>> begin GIVEN ENTRIES
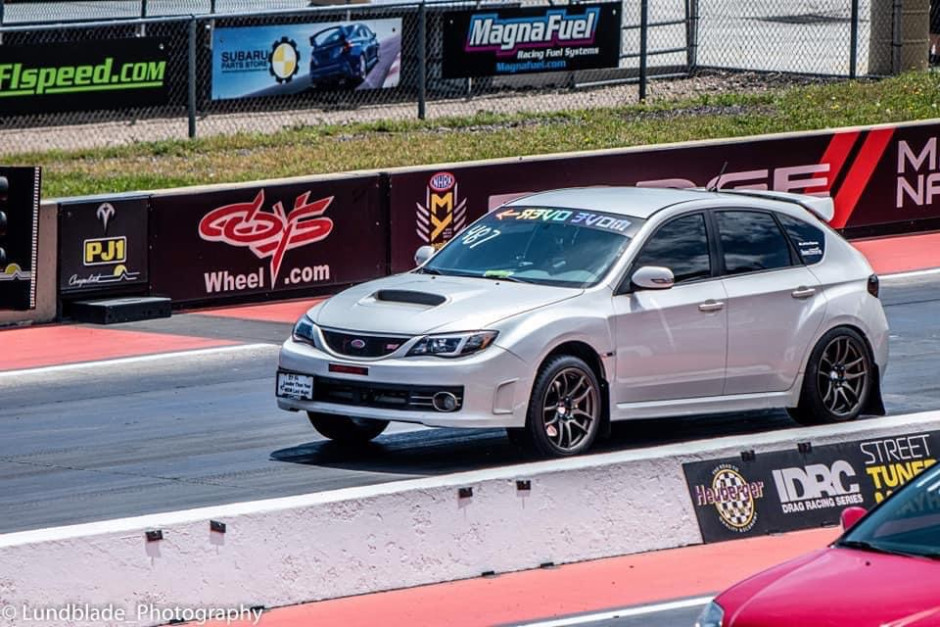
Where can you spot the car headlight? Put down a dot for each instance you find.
(711, 616)
(304, 331)
(453, 344)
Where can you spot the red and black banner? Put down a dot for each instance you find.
(883, 179)
(270, 239)
(19, 242)
(103, 245)
(788, 490)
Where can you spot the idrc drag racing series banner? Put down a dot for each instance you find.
(284, 59)
(495, 42)
(100, 74)
(258, 240)
(103, 245)
(788, 490)
(883, 179)
(19, 229)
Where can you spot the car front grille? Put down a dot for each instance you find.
(362, 345)
(382, 395)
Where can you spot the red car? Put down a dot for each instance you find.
>> end GIVEN ENTRIES
- THE EXERCISE: Convert every line of the listing above into a Markdown table with the columns "Row" and "Text", numbering the rows and omitting blank lines. Exclude the pictures from the table.

- FULL RESPONSE:
| Row | Text |
|---|---|
| 1 | Where can you spot the car headlight? Put down a dot for each instance you find. |
| 2 | (711, 616) |
| 3 | (304, 331) |
| 4 | (453, 344) |
| 5 | Where can you spot the red and black banner? Put down a dot for each instance you find. |
| 6 | (883, 179) |
| 7 | (270, 239) |
| 8 | (19, 242) |
| 9 | (103, 245) |
| 10 | (788, 490) |
| 11 | Where can you spot the idrc drag racing series banner? Put down a dot for each instance you find. |
| 12 | (284, 59) |
| 13 | (495, 42) |
| 14 | (100, 74) |
| 15 | (258, 240) |
| 16 | (103, 245) |
| 17 | (788, 490) |
| 18 | (883, 179) |
| 19 | (19, 229) |
| 20 | Where can you spot the car front grille? Put down a dot for each instance you find. |
| 21 | (362, 345) |
| 22 | (382, 395) |
| 23 | Where can you spot the red car? Put down a dot for each instance you find. |